──────── Data to examine

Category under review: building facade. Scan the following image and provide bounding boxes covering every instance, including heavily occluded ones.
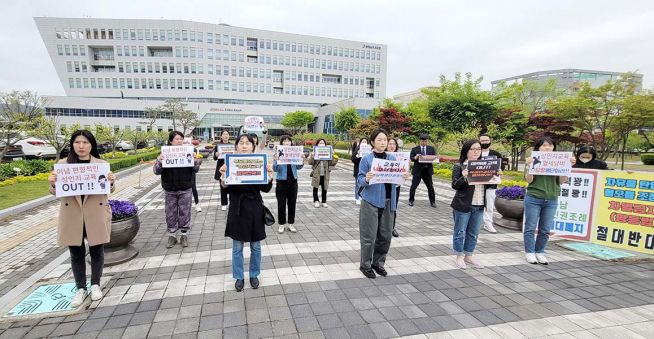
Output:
[491,69,643,93]
[34,17,387,137]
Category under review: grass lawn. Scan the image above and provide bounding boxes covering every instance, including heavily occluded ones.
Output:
[0,180,50,210]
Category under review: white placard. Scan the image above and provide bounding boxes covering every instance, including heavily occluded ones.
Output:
[528,151,572,176]
[313,146,333,161]
[387,151,411,168]
[418,155,439,163]
[161,146,196,168]
[224,154,269,185]
[357,144,372,157]
[217,145,236,160]
[54,163,111,197]
[369,158,409,185]
[551,170,596,240]
[277,146,305,165]
[244,116,265,131]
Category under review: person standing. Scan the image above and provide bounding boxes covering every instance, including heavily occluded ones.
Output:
[220,134,274,291]
[154,131,201,248]
[386,137,401,237]
[352,137,369,205]
[273,135,303,234]
[48,130,116,307]
[408,133,437,207]
[524,136,576,264]
[213,130,231,211]
[308,139,338,208]
[479,133,504,233]
[573,145,609,170]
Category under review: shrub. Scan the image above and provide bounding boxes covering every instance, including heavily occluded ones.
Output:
[501,179,528,188]
[0,173,50,188]
[434,169,452,178]
[433,163,454,170]
[334,151,351,160]
[0,159,53,181]
[642,154,654,165]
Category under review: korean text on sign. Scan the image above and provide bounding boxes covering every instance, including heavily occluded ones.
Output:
[54,163,111,197]
[528,151,572,176]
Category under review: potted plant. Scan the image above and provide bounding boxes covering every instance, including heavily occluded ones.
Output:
[105,200,140,265]
[494,185,526,231]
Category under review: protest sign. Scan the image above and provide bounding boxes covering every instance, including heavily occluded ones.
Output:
[54,163,111,197]
[277,146,304,165]
[161,146,196,168]
[467,158,501,184]
[244,116,265,131]
[418,155,439,163]
[357,144,372,157]
[224,154,268,185]
[387,151,411,168]
[528,151,572,176]
[551,169,598,241]
[591,171,654,254]
[369,158,409,185]
[183,137,193,145]
[217,145,236,159]
[313,146,333,160]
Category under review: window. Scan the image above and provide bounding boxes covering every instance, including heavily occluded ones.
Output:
[66,61,72,72]
[57,45,63,55]
[68,78,74,88]
[207,32,213,43]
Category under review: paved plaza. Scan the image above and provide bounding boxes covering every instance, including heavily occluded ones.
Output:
[0,157,654,338]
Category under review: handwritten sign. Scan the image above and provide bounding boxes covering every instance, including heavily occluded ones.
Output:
[357,144,372,157]
[224,154,268,185]
[54,163,111,197]
[313,146,333,161]
[418,155,439,164]
[528,151,572,176]
[217,145,236,160]
[161,146,196,168]
[369,158,409,185]
[467,158,501,185]
[244,116,265,131]
[387,151,411,168]
[552,169,597,241]
[277,146,304,165]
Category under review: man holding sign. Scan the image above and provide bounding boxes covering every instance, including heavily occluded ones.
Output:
[408,134,437,207]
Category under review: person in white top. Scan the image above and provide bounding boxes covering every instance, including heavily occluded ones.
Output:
[479,133,504,234]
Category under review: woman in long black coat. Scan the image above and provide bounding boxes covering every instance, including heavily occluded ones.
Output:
[220,134,273,292]
[213,130,232,211]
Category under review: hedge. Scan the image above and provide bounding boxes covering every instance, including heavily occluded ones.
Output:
[107,150,160,172]
[642,154,654,165]
[0,173,50,188]
[0,160,53,181]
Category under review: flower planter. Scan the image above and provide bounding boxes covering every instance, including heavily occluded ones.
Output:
[104,214,140,266]
[493,197,524,231]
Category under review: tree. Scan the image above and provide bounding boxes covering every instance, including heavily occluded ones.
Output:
[613,90,654,169]
[349,119,379,139]
[425,73,498,134]
[487,108,532,171]
[403,96,448,151]
[281,110,314,135]
[94,124,126,156]
[177,109,200,136]
[0,91,48,159]
[159,98,188,131]
[334,107,361,134]
[125,128,149,151]
[527,110,579,146]
[140,107,162,132]
[33,111,68,161]
[369,98,403,120]
[376,107,412,137]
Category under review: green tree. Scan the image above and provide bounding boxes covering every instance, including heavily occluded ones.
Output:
[0,91,48,159]
[159,98,188,131]
[94,124,126,156]
[425,73,498,134]
[140,107,162,132]
[349,119,379,139]
[403,96,448,151]
[613,90,654,169]
[177,109,200,136]
[124,128,149,151]
[281,110,314,135]
[334,107,361,134]
[33,111,68,161]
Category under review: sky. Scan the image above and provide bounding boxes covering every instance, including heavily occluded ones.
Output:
[1,0,652,97]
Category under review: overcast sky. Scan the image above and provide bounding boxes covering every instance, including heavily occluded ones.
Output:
[1,0,652,97]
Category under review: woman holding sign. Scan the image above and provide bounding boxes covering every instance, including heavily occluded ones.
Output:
[219,134,274,292]
[273,135,303,234]
[523,136,575,265]
[213,130,231,211]
[154,131,201,249]
[352,137,369,205]
[308,139,338,208]
[386,137,402,238]
[48,130,116,307]
[358,129,408,279]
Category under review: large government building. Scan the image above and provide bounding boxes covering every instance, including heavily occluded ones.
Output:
[34,17,387,138]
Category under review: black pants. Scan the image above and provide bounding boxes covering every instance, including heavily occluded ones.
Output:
[394,187,401,230]
[69,228,104,290]
[191,173,199,204]
[313,176,327,203]
[276,180,298,225]
[409,170,435,203]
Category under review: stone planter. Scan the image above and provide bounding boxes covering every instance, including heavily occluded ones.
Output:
[105,215,140,266]
[493,197,524,231]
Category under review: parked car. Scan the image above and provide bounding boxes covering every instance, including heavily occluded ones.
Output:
[0,143,26,162]
[97,142,113,154]
[115,140,135,151]
[14,138,57,159]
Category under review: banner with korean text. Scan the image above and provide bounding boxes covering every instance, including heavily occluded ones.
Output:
[369,158,409,185]
[54,163,111,197]
[224,153,268,185]
[528,151,572,176]
[161,146,195,168]
[276,146,304,165]
[551,169,598,241]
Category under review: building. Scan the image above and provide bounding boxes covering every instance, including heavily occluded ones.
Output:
[392,86,437,105]
[491,69,643,93]
[34,17,387,138]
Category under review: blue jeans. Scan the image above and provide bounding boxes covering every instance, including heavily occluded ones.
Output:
[523,194,558,254]
[452,206,484,255]
[354,180,361,199]
[232,240,261,280]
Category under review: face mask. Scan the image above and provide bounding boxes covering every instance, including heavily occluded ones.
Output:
[579,158,591,163]
[480,143,491,149]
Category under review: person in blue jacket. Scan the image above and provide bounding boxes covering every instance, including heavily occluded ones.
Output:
[273,135,304,234]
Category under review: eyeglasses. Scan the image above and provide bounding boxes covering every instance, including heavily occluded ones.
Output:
[469,148,482,151]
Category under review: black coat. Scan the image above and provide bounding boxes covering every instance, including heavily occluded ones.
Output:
[352,151,362,178]
[450,163,488,213]
[224,181,273,242]
[410,145,436,175]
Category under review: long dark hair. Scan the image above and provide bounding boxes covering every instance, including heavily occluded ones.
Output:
[235,134,256,153]
[534,136,557,151]
[279,135,293,145]
[67,130,100,163]
[386,137,399,152]
[459,139,481,164]
[167,131,184,146]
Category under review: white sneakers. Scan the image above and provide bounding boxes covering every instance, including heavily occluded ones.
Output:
[355,199,361,205]
[322,203,329,208]
[90,284,103,301]
[455,256,467,269]
[525,253,538,264]
[196,205,202,212]
[70,288,87,307]
[483,224,497,233]
[287,224,297,233]
[278,225,285,234]
[536,253,549,265]
[221,205,227,211]
[314,201,320,208]
[278,224,298,234]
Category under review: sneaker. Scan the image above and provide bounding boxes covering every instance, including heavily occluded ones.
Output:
[288,224,297,233]
[278,225,285,234]
[166,235,177,248]
[70,288,87,308]
[221,205,227,211]
[314,201,320,208]
[250,277,260,289]
[355,199,361,205]
[483,224,498,233]
[235,279,244,292]
[525,253,538,264]
[455,256,467,269]
[408,201,414,207]
[536,253,549,265]
[90,284,103,301]
[196,205,202,212]
[464,257,484,269]
[322,203,328,208]
[180,234,189,247]
[359,266,376,279]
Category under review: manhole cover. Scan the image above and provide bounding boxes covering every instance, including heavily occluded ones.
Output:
[562,242,636,260]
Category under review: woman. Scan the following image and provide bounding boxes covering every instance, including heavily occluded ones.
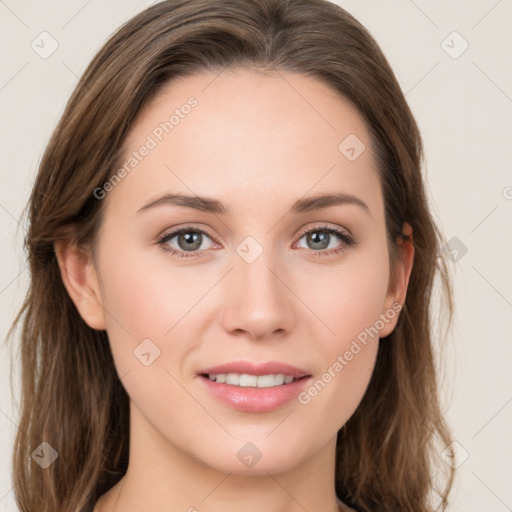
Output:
[9,0,455,510]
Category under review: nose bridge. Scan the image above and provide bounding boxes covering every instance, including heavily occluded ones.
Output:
[234,234,284,309]
[221,233,295,339]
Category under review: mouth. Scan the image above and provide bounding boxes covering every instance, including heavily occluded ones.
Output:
[196,361,312,412]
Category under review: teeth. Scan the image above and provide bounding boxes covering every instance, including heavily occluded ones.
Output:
[225,373,240,385]
[207,373,299,387]
[240,374,258,386]
[274,374,285,385]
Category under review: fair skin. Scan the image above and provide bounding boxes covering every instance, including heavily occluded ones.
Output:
[55,67,413,512]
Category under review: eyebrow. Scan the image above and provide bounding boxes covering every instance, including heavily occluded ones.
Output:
[137,192,370,216]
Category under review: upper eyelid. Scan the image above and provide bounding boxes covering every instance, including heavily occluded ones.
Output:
[296,223,351,238]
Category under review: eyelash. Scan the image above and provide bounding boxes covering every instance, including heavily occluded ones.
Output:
[156,224,356,259]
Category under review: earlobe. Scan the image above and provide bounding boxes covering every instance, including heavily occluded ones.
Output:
[54,239,107,330]
[379,222,414,338]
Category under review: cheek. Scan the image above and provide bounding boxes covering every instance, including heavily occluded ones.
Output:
[95,247,199,422]
[299,241,391,343]
[295,247,389,418]
[93,235,191,381]
[297,286,382,429]
[98,241,197,337]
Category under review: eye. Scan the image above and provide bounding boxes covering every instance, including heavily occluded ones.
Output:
[294,224,355,258]
[157,226,217,258]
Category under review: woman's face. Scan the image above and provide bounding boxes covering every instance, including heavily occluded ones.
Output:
[78,67,408,474]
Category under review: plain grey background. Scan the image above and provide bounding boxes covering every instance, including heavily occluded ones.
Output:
[1,1,511,510]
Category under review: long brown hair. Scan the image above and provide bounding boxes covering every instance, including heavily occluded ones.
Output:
[8,0,455,510]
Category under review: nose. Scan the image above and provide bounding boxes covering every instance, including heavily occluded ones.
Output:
[220,249,297,342]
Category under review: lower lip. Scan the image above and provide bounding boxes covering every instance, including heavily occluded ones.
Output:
[198,375,311,412]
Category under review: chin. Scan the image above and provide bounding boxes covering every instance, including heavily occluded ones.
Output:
[189,437,313,476]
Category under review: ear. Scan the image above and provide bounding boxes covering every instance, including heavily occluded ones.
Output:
[379,222,414,338]
[54,239,107,330]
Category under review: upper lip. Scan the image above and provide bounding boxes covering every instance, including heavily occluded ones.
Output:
[198,360,310,379]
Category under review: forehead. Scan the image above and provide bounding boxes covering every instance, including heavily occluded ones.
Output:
[109,67,382,217]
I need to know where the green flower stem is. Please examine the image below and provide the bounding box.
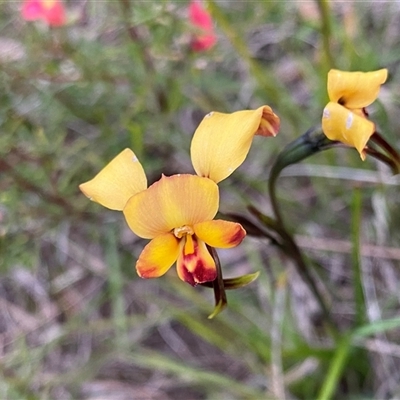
[315,0,335,70]
[265,126,399,333]
[266,126,341,336]
[249,206,337,337]
[269,125,339,226]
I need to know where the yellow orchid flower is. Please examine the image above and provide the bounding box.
[80,150,245,286]
[80,105,279,285]
[321,69,388,159]
[123,173,245,285]
[191,105,280,183]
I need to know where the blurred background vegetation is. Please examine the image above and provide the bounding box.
[1,1,400,399]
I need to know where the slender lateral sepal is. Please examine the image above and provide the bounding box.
[369,131,400,174]
[200,271,260,290]
[207,246,227,319]
[222,212,281,245]
[202,246,260,318]
[365,146,400,175]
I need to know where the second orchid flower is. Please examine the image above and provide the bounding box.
[321,68,388,159]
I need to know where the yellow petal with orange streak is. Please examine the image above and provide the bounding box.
[136,233,180,279]
[190,106,280,183]
[176,236,216,286]
[79,149,147,211]
[123,174,219,239]
[194,220,246,248]
[327,69,387,109]
[322,102,375,160]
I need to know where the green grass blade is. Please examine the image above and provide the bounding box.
[317,335,352,400]
[351,187,366,326]
[128,350,266,399]
[105,224,128,347]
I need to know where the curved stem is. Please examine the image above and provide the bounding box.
[265,125,399,336]
[249,206,338,337]
[370,131,400,171]
[268,126,338,226]
[365,145,399,175]
[266,127,341,336]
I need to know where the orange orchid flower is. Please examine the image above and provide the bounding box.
[80,150,244,286]
[321,69,388,159]
[124,173,246,285]
[22,0,66,27]
[80,106,279,285]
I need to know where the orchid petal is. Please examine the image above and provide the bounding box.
[123,174,219,239]
[176,236,217,286]
[322,102,375,159]
[136,233,180,279]
[79,149,147,211]
[327,69,388,109]
[194,220,246,248]
[191,106,280,183]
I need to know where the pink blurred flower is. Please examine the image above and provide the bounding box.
[21,0,66,27]
[188,0,216,52]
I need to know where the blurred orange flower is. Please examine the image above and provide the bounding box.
[21,0,66,27]
[321,69,388,159]
[188,0,216,51]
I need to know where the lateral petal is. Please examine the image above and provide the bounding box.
[80,149,147,211]
[136,233,180,279]
[322,102,375,159]
[190,106,280,183]
[123,174,219,239]
[176,236,217,286]
[327,69,388,109]
[194,220,246,248]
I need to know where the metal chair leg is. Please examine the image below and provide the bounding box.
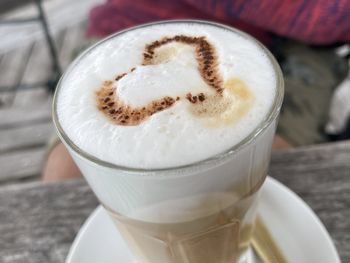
[35,0,62,91]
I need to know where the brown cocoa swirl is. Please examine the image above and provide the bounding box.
[96,35,224,126]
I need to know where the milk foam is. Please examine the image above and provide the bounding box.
[57,22,277,168]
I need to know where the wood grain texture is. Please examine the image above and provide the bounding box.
[0,122,53,153]
[20,41,51,86]
[0,47,32,88]
[0,98,51,129]
[58,21,86,69]
[0,90,52,182]
[0,47,33,106]
[0,179,98,263]
[270,141,350,262]
[0,141,349,262]
[0,147,46,182]
[0,0,98,186]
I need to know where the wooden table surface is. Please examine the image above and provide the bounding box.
[0,141,349,263]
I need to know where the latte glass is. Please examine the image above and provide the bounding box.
[53,20,284,263]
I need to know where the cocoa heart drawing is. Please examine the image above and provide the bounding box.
[96,35,252,126]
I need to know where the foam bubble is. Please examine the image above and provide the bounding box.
[56,22,277,168]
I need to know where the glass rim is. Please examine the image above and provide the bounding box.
[52,19,284,176]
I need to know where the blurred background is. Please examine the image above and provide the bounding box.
[0,0,101,185]
[0,0,349,185]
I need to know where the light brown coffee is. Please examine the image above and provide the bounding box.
[106,172,264,263]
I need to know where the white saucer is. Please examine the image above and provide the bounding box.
[66,177,340,263]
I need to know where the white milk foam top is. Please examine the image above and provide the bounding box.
[57,22,276,169]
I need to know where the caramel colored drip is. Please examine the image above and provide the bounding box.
[96,35,250,126]
[189,78,253,127]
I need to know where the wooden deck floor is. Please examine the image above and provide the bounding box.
[0,18,90,184]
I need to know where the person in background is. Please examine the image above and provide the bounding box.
[42,0,350,181]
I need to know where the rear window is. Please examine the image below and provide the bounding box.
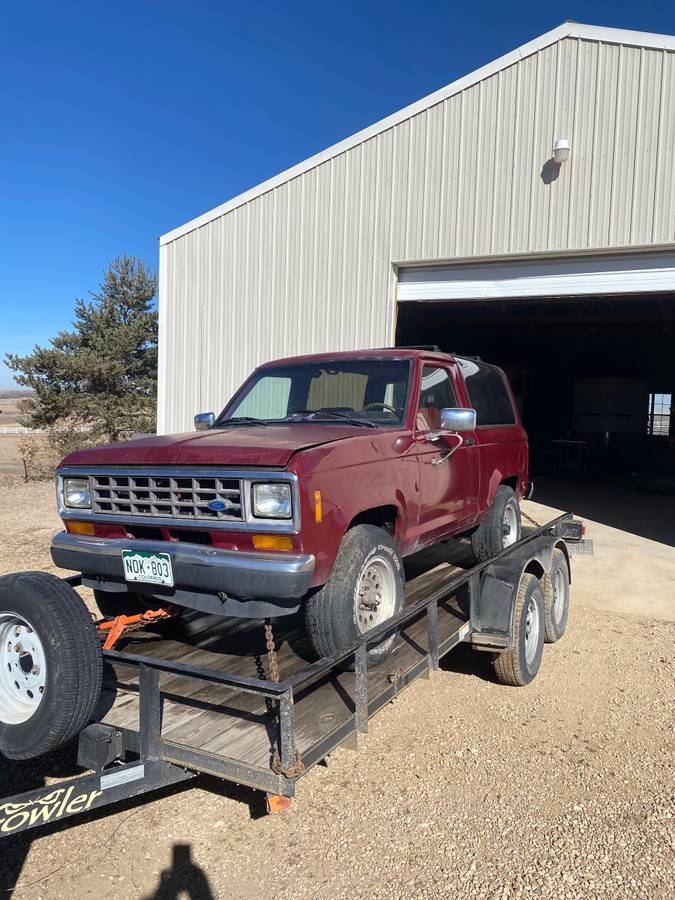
[457,358,516,426]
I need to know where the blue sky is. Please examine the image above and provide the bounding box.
[1,0,673,388]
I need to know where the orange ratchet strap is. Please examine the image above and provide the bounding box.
[97,606,178,650]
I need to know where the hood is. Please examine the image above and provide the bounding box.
[60,423,367,469]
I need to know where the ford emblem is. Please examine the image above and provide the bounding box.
[208,500,227,511]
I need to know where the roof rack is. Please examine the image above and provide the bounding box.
[388,345,444,352]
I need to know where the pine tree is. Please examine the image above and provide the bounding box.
[5,256,158,445]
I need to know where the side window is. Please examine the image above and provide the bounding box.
[235,377,292,419]
[459,360,516,426]
[416,366,456,431]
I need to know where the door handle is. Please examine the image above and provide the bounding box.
[464,437,476,446]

────────────────

_What you have to do:_
List each line of the entries that holds the string "woman".

_Problem solution:_
Category under review: woman in long black coat. Scan the image above and provide bounding boxes covering every instance, including heavily occluded ones.
Category under review: woman holding sign. Scan the image above and provide bounding boxes covering every instance, including heavily occluded ones.
Category under review: woman. Scan the following image and provide bounding boxes covering every instance, including heavily occluded ones.
Category under review: woman's face. Scan the image above and provide bounding boxes covering every instance, including heavily occluded ones.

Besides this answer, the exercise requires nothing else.